◆ **Problem description**: Your answer should be one number: how many lines of the records hold the string "edge".

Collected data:
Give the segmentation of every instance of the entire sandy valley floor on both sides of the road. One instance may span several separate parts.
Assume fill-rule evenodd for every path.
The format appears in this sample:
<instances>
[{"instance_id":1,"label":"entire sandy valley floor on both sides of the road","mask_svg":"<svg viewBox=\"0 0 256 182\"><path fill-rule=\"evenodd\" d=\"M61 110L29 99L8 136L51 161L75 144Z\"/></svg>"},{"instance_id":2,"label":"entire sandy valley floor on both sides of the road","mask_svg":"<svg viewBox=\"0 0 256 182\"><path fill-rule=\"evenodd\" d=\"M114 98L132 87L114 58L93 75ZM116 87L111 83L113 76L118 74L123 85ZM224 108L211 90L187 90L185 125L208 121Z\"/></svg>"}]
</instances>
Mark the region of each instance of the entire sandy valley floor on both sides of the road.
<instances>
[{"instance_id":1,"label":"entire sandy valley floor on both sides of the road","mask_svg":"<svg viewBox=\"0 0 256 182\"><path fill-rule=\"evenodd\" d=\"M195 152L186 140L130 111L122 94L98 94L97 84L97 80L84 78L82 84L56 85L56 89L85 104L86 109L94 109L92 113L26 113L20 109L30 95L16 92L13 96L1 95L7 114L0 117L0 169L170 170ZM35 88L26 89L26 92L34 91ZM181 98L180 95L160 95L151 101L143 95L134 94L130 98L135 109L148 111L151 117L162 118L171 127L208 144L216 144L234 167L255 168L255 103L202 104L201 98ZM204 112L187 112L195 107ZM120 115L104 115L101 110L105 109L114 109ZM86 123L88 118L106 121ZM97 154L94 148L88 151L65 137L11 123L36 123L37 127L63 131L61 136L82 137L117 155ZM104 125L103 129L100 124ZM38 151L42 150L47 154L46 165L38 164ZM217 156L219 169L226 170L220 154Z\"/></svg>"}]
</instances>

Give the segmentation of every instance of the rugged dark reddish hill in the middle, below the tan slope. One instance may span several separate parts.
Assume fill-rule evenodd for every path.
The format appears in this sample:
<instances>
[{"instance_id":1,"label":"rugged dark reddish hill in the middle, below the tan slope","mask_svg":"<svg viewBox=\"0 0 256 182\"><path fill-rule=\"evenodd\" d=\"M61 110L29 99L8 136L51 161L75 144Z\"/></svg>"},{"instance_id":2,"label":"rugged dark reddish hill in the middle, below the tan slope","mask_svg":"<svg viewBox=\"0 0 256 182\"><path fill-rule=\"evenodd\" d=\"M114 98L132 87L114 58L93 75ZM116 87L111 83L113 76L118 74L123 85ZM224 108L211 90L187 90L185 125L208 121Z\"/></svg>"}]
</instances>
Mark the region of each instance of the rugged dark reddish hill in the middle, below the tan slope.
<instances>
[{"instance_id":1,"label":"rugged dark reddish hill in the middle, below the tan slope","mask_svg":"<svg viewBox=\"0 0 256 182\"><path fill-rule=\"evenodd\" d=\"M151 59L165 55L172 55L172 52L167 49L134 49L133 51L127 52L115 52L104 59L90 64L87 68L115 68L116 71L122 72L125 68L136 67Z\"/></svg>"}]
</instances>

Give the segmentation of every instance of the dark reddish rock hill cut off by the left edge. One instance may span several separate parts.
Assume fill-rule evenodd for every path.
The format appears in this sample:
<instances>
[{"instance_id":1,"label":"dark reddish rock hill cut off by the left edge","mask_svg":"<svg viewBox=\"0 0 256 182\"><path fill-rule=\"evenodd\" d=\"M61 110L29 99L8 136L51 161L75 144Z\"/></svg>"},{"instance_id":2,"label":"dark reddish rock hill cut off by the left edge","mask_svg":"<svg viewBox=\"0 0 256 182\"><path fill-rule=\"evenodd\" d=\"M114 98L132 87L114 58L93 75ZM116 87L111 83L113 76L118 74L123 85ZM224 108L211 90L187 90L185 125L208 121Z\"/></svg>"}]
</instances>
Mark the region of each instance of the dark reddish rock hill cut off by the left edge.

◆ **Expected answer**: 3